**ПРЕДОСТАВЛЕННЫЙ ОТРЫВОК:**
________________________________________
Чем успешнее научная деятельность ученого, тем
меньше в его жизни всякого рода приключений. К примеру, Джеймс Прескотт
Джоуль целыми днями возился с хитроумными приборами, пропадал в
лаборатории, что-то там измерял. А по воскресеньям ходил в церковь. И в
этом была вся его жизнь. Между тем без исследований Джоуля человечество
вряд ли пришло бы к пониманию природы теплоты и к ее максимальному
использованию в паровых машинах, а после и в двигателях внутреннего
сгорания. Благодаря этой тихой революции самобеглые коляски появились на
улицах городов, а обыватели обзаводились новыми приборами, которые
считали очень необходимыми, – градусниками, или термометрами.
Первый термометр придумал в 1592 году Галилео
Галилей. Он сделал из стекла небольшой шарик с присоединенной к нему
стеклянной трубкой. Когда шарик нагревали, воздух в нем расширялся и
выталкивал из трубки воду. При охлаждении же воздух сжимался и вода
входила в трубку. Преемник Галилея по кафедре математики и физики во
флорентийском университете Эванджелиста Торричелли (Evangelista
Torricelli; 1608–1647) соорудил первый жидкостный термометр,
усовершенствовав конструкцию Галилея. В термометре Галилея шарик,
который нагревали или охлаждали, находился в верхнем конце трубки. Саму
трубку надо было держать так, чтобы ее край находился в сосуде с водой.
Торричелли перевернул прибор шариком вниз, а в трубку налил спирт.
Большинство термометров до сих пор работают на основе того же принципа –
свойства расширения жидкостей при нагревании. Имя Торричелли, кстати,
было увековечено последующими поколениями физиков. Внесистемную единицу
измерения атмосферного давления, которую мы привыкли называть
миллиметром ртутного столба, переименовали в торр.
В 1714 году немецкий физик Даниэль Габриэль
Фаренгейт (Daniel Gabriel Fahrenheit; 1686–1736) изготовил первый
градуированный термометр, наполненный не водой, а ртутью. В фамилии
Фаренгейта четко видится немецкое слово fahren («ехать»). Предки физика,
действительно, немало изъездили южное побережье Балтийского моря. Здесь
цепочкой расположились немецкие города, вдоль которых пролегал путь
транзитной торговли между Россией, Скандинавией, Германией и Фландрией.
________________________________________
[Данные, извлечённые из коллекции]
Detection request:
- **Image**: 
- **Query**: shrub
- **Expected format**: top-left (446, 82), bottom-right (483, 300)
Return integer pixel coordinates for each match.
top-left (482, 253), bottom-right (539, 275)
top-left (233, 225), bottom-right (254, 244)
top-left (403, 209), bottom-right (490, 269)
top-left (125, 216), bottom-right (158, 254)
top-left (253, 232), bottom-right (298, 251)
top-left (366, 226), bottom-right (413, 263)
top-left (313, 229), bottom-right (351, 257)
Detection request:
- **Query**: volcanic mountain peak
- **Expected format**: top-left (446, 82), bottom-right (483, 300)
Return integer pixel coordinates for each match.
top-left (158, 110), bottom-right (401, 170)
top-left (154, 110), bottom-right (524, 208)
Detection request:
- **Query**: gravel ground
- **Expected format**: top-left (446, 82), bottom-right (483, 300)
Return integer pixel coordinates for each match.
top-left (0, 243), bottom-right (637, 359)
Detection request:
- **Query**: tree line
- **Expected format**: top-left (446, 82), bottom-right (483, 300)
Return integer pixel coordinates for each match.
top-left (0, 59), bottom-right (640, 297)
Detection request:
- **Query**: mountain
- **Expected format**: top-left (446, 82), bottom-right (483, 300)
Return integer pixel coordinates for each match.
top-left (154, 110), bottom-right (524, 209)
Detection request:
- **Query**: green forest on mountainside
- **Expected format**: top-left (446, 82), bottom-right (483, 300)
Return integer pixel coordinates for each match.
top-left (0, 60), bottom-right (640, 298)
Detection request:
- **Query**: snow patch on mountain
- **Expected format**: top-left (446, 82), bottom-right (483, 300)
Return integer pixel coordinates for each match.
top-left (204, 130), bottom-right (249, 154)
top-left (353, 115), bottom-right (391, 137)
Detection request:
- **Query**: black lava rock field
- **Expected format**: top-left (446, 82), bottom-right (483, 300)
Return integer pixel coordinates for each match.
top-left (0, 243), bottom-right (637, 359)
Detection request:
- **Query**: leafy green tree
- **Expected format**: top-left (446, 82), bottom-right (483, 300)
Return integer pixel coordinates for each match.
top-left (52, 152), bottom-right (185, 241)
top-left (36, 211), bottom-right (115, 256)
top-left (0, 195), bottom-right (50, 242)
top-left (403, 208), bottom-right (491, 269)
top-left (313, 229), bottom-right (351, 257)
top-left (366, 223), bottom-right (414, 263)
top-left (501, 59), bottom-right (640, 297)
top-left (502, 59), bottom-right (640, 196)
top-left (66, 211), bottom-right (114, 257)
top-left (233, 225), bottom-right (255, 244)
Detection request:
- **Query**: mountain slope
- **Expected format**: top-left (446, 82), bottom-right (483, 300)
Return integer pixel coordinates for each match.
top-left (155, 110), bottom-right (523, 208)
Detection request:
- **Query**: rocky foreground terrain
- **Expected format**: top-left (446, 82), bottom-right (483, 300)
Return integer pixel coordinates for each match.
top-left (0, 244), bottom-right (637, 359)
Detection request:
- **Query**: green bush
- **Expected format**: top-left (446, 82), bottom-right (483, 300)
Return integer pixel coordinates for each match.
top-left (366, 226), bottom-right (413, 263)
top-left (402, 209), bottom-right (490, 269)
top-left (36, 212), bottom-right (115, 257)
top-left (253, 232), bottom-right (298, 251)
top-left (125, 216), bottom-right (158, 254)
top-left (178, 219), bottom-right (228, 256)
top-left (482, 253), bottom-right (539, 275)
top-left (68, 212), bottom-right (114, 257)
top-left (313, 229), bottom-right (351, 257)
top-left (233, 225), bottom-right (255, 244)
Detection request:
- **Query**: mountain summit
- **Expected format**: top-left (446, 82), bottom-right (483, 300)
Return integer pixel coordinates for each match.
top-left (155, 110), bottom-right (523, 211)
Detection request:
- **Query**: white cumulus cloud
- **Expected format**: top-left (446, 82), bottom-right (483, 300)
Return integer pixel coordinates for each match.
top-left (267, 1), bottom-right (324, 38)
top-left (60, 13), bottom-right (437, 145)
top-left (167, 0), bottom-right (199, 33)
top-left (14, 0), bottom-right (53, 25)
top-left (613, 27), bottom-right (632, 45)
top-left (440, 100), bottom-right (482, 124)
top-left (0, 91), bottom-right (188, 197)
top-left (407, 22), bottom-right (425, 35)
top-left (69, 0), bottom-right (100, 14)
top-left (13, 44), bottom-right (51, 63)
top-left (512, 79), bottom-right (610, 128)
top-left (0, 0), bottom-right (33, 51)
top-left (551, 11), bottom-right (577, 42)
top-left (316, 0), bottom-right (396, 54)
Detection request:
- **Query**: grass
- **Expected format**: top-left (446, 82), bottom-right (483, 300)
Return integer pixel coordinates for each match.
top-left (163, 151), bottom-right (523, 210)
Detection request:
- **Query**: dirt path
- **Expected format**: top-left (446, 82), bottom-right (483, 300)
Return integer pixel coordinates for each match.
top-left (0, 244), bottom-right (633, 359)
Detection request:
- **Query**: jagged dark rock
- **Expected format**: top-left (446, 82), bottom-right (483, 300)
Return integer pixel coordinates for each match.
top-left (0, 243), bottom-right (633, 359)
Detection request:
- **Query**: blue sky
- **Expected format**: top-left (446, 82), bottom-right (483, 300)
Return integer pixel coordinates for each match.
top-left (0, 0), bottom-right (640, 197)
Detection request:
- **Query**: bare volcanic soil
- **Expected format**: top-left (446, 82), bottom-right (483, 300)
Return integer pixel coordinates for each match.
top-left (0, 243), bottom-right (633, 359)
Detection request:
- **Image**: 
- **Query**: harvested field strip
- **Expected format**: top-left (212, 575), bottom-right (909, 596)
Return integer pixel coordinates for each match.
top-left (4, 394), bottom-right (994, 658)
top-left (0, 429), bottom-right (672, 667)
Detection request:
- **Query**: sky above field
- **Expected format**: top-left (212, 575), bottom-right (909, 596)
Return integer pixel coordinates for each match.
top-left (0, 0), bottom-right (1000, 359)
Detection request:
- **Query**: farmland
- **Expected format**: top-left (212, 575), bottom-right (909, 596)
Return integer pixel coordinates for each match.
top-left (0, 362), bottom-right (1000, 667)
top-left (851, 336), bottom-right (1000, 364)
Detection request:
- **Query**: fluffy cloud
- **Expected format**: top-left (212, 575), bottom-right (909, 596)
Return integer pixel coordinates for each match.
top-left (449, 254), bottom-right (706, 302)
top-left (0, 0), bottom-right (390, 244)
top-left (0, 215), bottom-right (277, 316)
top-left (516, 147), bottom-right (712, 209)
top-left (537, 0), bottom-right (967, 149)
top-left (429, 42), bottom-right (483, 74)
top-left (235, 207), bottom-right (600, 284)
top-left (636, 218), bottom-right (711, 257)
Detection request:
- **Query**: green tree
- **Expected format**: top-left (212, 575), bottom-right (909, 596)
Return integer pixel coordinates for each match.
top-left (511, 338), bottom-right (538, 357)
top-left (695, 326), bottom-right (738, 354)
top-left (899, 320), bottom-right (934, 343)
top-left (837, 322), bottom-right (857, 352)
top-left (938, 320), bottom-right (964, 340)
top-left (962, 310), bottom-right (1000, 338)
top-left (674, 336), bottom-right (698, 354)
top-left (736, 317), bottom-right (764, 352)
________________________________________
**СПИСОК ЗАДАНИЙ:**
(1) Ответьте на вопросы по тексту об истории термометра, отмечая ответы так же, как вопросы:
(а) В каком году Галилей придумал первый термометр?
(б) Что Торричелли налил в трубку перевёрнутого прибора?
(в) Чем был наполнен градуированный термометр, изготовленный Фаренгейтом?
(2) Продолжите текст об истории термометра после его последнего предложения.
Записи здесь никакой роли не играют.

**ОТВЕТЫ ПО ЗАДАНИЯМ:**
(1)
(а) В 1592 году.
(б) Спирт.
(в) Ртутью.

(2)
Еще в XIII веке эти города объединились в союз, который стал называться
Ганзой. В Ганзу входили не только немецкие города. Новгородские и
псковские купцы успешно торговали с заморскими гостями, а новгородские
же ушкуйники и землепроходцы охотно торили пути на северо-восток, вдоль
неуютных берегов Северного Ледовитого океана, зная, что сбыт найденным в
этих краях богатствам (главным образом, мехам и моржовой кости) будет
обеспечен.
Прадед Фаренгейта жил в Ростоке, а затем в
Кёнигсберге. Дед, Райнгольд Фридрих, переехал из Кёнигсберга в Данциг.
Здесь фортуна ему улыбнулась, торговые дела пошли отлично, и он стал
одним из самых богатых людей в Восточной Пруссии. Сын Даниэль сочетался
браком с дочерью известного в Данциге купца Шумана. У пары было пятеро
детей, Даниэль Габриэль был старшим.
Отец и мать умерли внезапно и одновременно.
Даниэль Габриэль в 16 лет стал главой семьи. Он перебрался в Амстердам и
начал там заниматься торговлей.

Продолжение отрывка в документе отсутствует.